EXERCISE INSTRUCTIONS: Pull out every line below that contains the word "window", and copy each one unchanged.
******
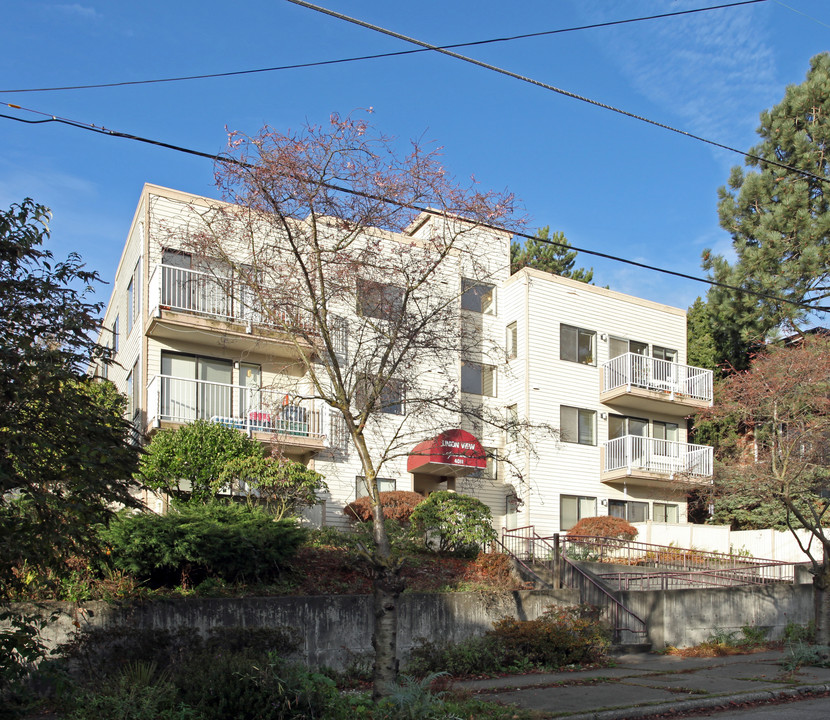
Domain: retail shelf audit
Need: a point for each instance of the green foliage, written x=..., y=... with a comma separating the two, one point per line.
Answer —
x=558, y=259
x=195, y=541
x=779, y=221
x=284, y=487
x=456, y=523
x=65, y=454
x=190, y=460
x=561, y=636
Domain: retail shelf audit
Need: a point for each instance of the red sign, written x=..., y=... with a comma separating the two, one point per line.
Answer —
x=453, y=452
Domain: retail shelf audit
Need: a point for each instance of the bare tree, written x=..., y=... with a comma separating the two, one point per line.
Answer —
x=324, y=236
x=781, y=456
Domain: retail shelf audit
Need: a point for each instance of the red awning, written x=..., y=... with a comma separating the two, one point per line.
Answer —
x=453, y=452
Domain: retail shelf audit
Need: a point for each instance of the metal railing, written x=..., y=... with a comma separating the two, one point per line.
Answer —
x=184, y=400
x=633, y=452
x=530, y=549
x=631, y=370
x=201, y=293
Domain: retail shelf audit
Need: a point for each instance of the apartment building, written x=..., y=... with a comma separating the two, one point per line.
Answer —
x=597, y=376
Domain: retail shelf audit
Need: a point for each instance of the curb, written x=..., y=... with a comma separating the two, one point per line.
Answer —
x=636, y=712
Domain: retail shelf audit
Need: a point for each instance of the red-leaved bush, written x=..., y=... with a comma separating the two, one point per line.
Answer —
x=397, y=505
x=605, y=526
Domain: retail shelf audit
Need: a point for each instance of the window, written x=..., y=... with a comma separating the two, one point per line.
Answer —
x=130, y=306
x=478, y=379
x=478, y=297
x=618, y=426
x=379, y=300
x=511, y=341
x=391, y=398
x=573, y=508
x=627, y=510
x=577, y=425
x=665, y=512
x=361, y=489
x=577, y=345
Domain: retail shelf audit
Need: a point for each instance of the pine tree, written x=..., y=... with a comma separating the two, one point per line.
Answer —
x=779, y=221
x=541, y=255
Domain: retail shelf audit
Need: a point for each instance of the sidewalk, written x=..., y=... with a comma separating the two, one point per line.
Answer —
x=643, y=685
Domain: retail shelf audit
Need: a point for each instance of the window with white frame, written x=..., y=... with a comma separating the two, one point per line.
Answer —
x=572, y=508
x=577, y=345
x=512, y=340
x=577, y=425
x=666, y=512
x=478, y=379
x=478, y=297
x=361, y=487
x=378, y=300
x=628, y=510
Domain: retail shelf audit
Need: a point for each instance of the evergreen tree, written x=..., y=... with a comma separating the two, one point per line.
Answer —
x=550, y=258
x=779, y=221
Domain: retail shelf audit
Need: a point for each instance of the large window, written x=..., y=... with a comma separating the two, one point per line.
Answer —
x=628, y=510
x=577, y=345
x=572, y=508
x=511, y=340
x=379, y=300
x=478, y=379
x=478, y=297
x=361, y=488
x=577, y=425
x=666, y=512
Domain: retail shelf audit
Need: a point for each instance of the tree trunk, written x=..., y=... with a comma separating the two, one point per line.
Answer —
x=388, y=586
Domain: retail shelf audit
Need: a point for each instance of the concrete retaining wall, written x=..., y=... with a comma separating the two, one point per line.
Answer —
x=687, y=617
x=333, y=628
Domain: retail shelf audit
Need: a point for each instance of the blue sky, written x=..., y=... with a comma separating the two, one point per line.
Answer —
x=610, y=183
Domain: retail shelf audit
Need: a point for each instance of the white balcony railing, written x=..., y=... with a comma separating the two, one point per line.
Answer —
x=640, y=371
x=665, y=457
x=184, y=400
x=201, y=293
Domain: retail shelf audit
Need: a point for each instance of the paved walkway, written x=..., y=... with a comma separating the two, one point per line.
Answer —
x=643, y=685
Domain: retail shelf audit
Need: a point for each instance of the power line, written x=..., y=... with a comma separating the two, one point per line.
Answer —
x=399, y=53
x=229, y=160
x=552, y=88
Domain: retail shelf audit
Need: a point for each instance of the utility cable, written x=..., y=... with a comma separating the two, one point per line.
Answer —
x=552, y=88
x=382, y=55
x=380, y=198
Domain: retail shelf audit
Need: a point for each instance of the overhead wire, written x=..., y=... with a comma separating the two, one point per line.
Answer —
x=337, y=188
x=552, y=88
x=398, y=53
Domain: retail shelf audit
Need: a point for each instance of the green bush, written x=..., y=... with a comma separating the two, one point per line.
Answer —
x=452, y=522
x=192, y=542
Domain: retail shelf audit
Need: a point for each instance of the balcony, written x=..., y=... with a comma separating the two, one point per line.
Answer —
x=649, y=461
x=184, y=300
x=652, y=385
x=299, y=426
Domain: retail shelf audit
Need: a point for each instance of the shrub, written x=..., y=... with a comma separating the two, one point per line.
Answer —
x=397, y=505
x=193, y=542
x=604, y=526
x=454, y=522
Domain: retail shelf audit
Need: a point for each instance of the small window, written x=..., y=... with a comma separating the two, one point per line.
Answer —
x=666, y=512
x=577, y=425
x=627, y=510
x=577, y=345
x=361, y=489
x=478, y=297
x=478, y=379
x=379, y=300
x=573, y=508
x=511, y=340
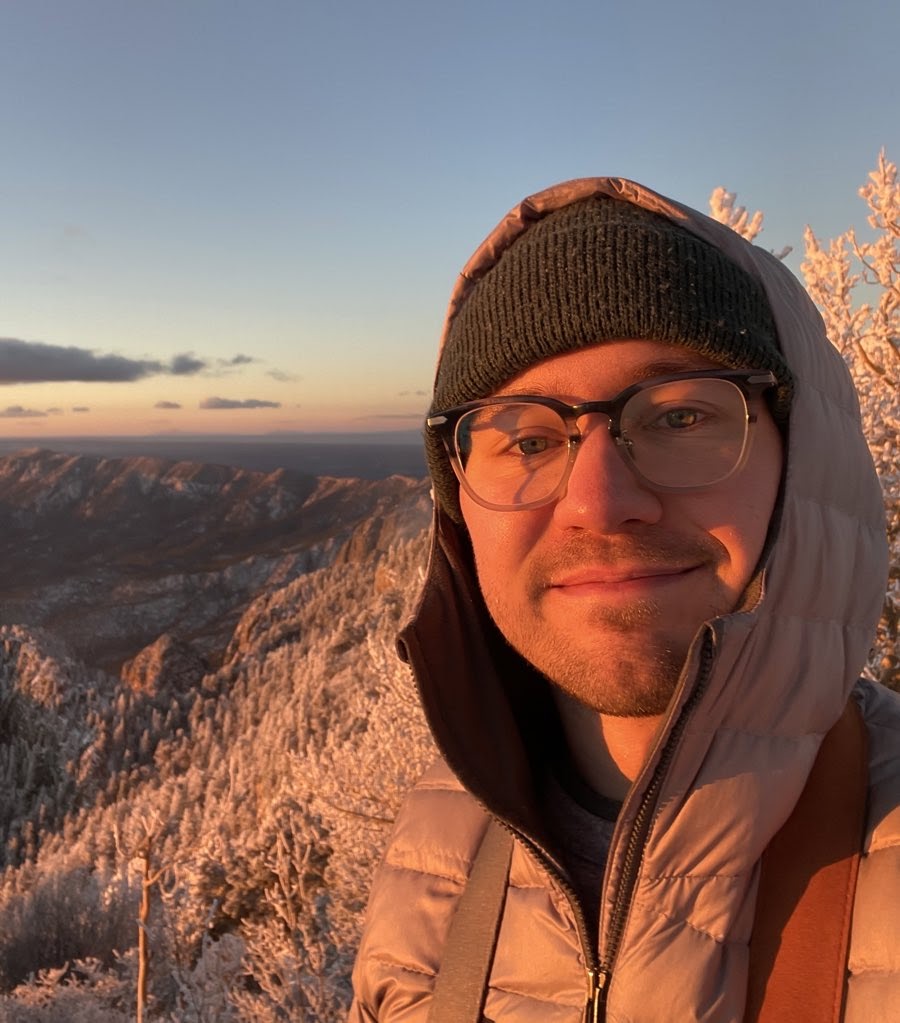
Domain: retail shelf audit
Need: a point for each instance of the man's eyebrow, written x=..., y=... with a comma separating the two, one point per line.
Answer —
x=640, y=373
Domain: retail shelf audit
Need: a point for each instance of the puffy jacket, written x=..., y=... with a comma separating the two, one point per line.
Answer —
x=759, y=690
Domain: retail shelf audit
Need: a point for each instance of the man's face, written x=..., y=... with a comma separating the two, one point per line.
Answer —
x=604, y=589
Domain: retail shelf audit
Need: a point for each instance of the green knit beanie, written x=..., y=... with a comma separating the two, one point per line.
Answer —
x=599, y=269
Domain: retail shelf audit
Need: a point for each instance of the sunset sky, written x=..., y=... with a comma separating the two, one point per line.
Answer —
x=246, y=217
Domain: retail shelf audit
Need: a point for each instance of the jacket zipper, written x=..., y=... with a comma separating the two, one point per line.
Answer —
x=598, y=982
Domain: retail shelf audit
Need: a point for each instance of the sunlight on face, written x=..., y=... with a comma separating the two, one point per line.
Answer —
x=603, y=589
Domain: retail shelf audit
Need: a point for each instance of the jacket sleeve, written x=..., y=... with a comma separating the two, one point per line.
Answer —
x=359, y=1013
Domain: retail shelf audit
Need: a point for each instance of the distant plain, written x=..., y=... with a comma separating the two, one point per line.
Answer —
x=363, y=456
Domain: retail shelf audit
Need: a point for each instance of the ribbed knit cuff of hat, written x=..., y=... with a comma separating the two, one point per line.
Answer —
x=599, y=269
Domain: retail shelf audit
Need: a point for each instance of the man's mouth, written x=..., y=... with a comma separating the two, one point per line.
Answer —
x=620, y=575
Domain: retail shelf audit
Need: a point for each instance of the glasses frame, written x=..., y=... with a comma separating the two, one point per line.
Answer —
x=751, y=383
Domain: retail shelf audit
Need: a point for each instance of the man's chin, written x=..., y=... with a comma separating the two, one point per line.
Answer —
x=637, y=683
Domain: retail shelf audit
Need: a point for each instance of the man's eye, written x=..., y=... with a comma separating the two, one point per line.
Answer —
x=679, y=418
x=531, y=445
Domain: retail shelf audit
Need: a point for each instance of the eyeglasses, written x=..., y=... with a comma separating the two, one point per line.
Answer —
x=683, y=432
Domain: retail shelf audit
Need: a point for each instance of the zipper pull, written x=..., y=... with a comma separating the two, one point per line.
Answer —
x=596, y=995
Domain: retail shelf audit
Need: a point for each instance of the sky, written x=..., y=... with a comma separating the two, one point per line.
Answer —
x=245, y=216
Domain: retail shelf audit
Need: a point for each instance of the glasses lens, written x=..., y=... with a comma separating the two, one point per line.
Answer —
x=686, y=433
x=512, y=454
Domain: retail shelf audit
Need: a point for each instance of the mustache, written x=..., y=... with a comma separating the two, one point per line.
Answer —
x=670, y=549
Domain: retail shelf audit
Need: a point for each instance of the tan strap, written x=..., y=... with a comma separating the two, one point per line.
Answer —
x=462, y=981
x=801, y=936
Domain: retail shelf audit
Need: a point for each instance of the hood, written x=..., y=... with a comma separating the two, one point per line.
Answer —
x=782, y=667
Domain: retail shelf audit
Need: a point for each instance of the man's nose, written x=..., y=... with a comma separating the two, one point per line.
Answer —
x=603, y=493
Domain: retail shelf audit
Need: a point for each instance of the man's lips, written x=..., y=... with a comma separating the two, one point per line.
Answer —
x=614, y=578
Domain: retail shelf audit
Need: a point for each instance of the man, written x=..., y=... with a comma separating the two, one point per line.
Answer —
x=658, y=560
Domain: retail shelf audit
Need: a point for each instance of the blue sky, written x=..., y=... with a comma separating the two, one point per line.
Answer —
x=285, y=190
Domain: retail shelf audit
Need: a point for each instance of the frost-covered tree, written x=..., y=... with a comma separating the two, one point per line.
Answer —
x=855, y=283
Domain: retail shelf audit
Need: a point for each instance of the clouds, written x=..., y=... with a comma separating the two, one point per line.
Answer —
x=231, y=403
x=17, y=412
x=36, y=362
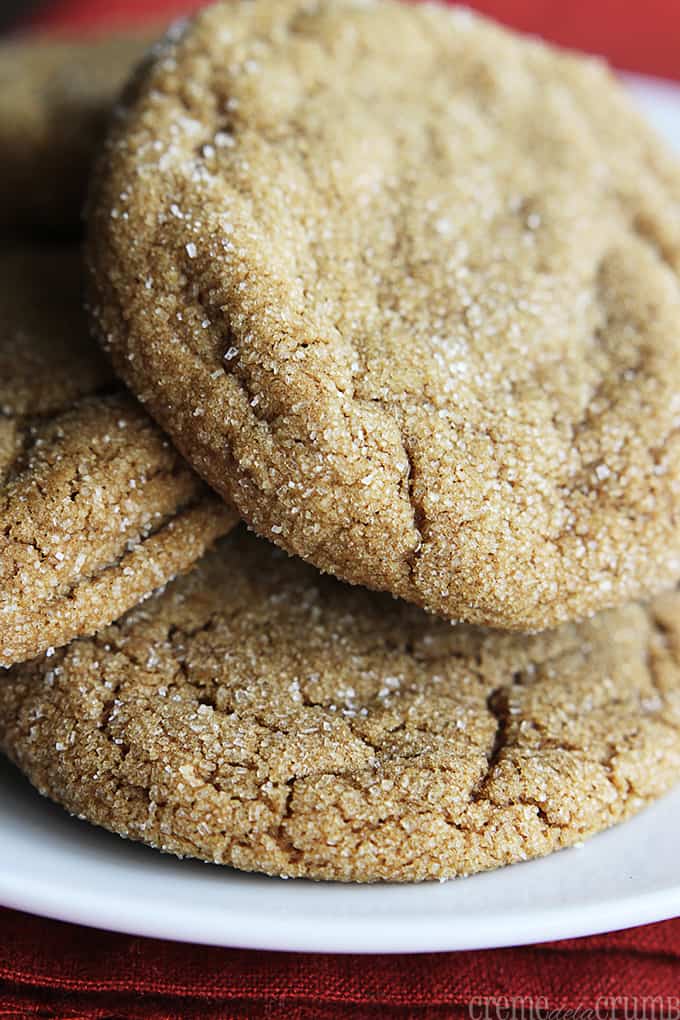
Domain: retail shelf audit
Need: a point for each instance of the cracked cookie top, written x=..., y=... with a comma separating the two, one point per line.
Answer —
x=404, y=287
x=55, y=100
x=97, y=509
x=261, y=715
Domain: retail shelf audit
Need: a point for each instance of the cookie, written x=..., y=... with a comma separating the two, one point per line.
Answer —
x=420, y=327
x=55, y=99
x=261, y=715
x=97, y=509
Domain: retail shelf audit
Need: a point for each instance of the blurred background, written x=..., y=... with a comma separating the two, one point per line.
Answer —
x=634, y=35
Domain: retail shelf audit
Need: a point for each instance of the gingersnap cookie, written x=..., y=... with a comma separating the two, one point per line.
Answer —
x=55, y=99
x=97, y=509
x=404, y=288
x=261, y=715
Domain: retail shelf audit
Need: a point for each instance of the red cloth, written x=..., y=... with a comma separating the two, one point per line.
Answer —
x=59, y=970
x=635, y=36
x=54, y=970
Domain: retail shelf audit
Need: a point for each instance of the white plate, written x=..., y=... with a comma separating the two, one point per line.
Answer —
x=53, y=865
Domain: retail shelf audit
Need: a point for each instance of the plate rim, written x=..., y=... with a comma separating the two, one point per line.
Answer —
x=345, y=933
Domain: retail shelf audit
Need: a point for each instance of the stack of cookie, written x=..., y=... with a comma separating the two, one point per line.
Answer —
x=403, y=290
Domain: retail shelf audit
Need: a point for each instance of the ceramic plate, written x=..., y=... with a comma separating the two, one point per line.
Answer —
x=54, y=865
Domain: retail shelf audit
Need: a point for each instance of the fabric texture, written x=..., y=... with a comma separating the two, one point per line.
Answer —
x=54, y=970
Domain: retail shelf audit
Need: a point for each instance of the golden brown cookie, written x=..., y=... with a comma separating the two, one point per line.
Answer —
x=404, y=287
x=261, y=715
x=97, y=509
x=55, y=99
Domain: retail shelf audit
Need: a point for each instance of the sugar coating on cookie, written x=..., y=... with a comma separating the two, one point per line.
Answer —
x=261, y=715
x=404, y=287
x=97, y=509
x=55, y=101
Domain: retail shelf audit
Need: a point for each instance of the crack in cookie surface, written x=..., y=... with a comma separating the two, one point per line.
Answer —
x=422, y=329
x=97, y=510
x=261, y=715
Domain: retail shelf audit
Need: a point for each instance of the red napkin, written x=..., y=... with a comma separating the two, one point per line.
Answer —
x=54, y=970
x=59, y=970
x=632, y=35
******
CORRECT OUTPUT:
Need: a point for each instance of the window, written x=..., y=... with a comma separating the two, one point per line.
Need: a point for each instance of the window with white frame, written x=..., y=... with a comma separating the two, one point per line.
Need: a point for each instance of the large window, written x=..., y=... with a comma separating the two, one point per line.
Need: a point for each instance of the small window, written x=..., y=... with a comma separating the two, one point per line.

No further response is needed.